GIVEN TEXT:
-- begin --
Wednesday, October 11, 2017

Coach (COH) is changing its name to Tapestry (TPR)

  • New website:  http://www.tapestry.com
  • Effective October 31, 2017, Tapestry’s common stock will trade on the New York Stock Exchange under the symbol TPR.
  • The name change, after all, follows Coach’s 2015 acquisition of the Stuart Weitzman shoe label for up to $574 million and its purchase of Kate Spade for $2.4 billion in May. And in July, Coach’s rival Michael Kors acquired Jimmy Choo (a brand that Coach was reportedly also considering acquiring) for $1.2 billion.
    


NEW YORK (AP) — To better incorporate all of the brands it now owns, the storied Coach company of New York is changing its name to Tapestry.

The luxury goods company that came to prominence in the "Mad Men" era now owns brands like Stuart Weitzman and Kate Spade & Co. as well. CEO Victor Luis said Wednesday that the name Tapestry is more inclusive.
Coach acquired Stuart Weitzman in 2015 in a deal valued up to $574 million. It spent $2.4 billion for Kate Spade this year, seeking to broaden its appeal. The Coach brand of bags and other goods is alive and well, but it becomes one of three brands sold by the company that will be called Tapestry.
"We are now at a defining moment in our corporate reinvention, having evolved from a mono-brand specialty retailer to a true house of emotional, desirable brands," Luis said in a company release.
A website with the new name, which becomes official at the end of the month, is up and running.
The change is part of Coach's pursuit of younger shoppers who may not feel the same draw to store windows on Manhattan's 5th Avenue.
Coach began as a small workshop in Manhattan in 1941, and became a fashion powerhouse in the early 1960s though innovate designs.
-- end --
DATASET CONTENT:
-- begin --
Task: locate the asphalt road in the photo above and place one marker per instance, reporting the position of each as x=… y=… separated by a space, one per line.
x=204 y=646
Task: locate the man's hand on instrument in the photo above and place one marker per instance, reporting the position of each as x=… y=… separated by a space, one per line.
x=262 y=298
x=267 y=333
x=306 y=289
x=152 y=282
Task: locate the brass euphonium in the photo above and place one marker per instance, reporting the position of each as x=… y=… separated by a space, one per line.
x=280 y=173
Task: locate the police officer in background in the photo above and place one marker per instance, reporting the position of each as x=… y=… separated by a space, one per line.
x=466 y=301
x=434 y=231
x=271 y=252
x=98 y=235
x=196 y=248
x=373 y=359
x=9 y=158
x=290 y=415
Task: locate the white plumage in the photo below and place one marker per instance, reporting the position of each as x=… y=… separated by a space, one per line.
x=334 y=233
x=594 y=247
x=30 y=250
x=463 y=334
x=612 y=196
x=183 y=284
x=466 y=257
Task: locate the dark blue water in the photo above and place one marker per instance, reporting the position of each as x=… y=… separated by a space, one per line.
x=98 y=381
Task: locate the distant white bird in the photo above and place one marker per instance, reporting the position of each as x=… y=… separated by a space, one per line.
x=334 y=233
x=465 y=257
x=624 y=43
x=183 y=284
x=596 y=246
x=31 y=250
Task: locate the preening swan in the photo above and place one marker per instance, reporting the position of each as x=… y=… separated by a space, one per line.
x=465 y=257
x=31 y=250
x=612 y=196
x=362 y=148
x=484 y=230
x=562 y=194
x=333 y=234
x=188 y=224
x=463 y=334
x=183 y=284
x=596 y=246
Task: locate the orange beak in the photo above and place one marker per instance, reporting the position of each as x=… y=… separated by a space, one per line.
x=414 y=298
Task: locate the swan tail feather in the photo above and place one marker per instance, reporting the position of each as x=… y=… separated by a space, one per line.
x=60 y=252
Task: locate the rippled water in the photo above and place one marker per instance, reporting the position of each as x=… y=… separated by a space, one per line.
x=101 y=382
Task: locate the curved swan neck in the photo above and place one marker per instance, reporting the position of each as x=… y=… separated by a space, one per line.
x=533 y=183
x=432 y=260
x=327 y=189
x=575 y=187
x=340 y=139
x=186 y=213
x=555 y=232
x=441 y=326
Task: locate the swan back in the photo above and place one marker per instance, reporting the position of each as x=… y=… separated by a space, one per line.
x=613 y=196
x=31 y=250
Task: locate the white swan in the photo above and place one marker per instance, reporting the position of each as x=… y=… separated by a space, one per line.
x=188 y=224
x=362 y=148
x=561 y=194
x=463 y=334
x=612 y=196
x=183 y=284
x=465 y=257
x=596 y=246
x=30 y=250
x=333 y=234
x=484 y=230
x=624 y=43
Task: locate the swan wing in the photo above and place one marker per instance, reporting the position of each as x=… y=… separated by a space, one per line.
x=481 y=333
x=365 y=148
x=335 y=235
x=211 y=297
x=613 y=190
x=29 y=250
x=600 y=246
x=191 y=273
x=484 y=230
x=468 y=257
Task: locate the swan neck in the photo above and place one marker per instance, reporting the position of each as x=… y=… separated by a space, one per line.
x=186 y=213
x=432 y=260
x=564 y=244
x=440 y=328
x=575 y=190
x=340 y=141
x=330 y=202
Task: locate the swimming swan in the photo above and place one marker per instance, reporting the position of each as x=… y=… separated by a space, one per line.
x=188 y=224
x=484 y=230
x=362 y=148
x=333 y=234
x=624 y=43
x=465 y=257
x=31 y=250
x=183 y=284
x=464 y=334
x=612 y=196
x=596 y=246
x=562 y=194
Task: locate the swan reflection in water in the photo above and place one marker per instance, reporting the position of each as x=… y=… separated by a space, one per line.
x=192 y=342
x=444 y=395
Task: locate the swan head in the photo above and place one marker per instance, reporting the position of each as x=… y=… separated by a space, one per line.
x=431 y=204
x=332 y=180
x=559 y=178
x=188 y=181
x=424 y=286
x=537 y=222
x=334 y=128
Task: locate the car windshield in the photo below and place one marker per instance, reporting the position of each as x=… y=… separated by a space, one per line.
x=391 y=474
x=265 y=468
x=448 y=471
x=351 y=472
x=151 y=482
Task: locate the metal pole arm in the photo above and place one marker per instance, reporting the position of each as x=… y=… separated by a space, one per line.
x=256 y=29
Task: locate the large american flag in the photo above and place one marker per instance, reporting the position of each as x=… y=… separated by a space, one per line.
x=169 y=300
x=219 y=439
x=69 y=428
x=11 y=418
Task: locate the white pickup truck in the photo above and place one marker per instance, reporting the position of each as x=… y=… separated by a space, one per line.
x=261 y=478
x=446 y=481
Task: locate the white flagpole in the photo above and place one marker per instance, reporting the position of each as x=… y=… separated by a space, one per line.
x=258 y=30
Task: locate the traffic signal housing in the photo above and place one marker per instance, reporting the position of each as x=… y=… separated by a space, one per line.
-- end --
EXERCISE GOAL: From the article on Coach's new name, copy word for word the passage that starts at "Coach acquired Stuart" and stops after "though innovate designs.".

ANSWER TO THE PROBLEM:
Coach acquired Stuart Weitzman in 2015 in a deal valued up to $574 million. It spent $2.4 billion for Kate Spade this year, seeking to broaden its appeal. The Coach brand of bags and other goods is alive and well, but it becomes one of three brands sold by the company that will be called Tapestry.
"We are now at a defining moment in our corporate reinvention, having evolved from a mono-brand specialty retailer to a true house of emotional, desirable brands," Luis said in a company release.
A website with the new name, which becomes official at the end of the month, is up and running.
The change is part of Coach's pursuit of younger shoppers who may not feel the same draw to store windows on Manhattan's 5th Avenue.
Coach began as a small workshop in Manhattan in 1941, and became a fashion powerhouse in the early 1960s though innovate designs.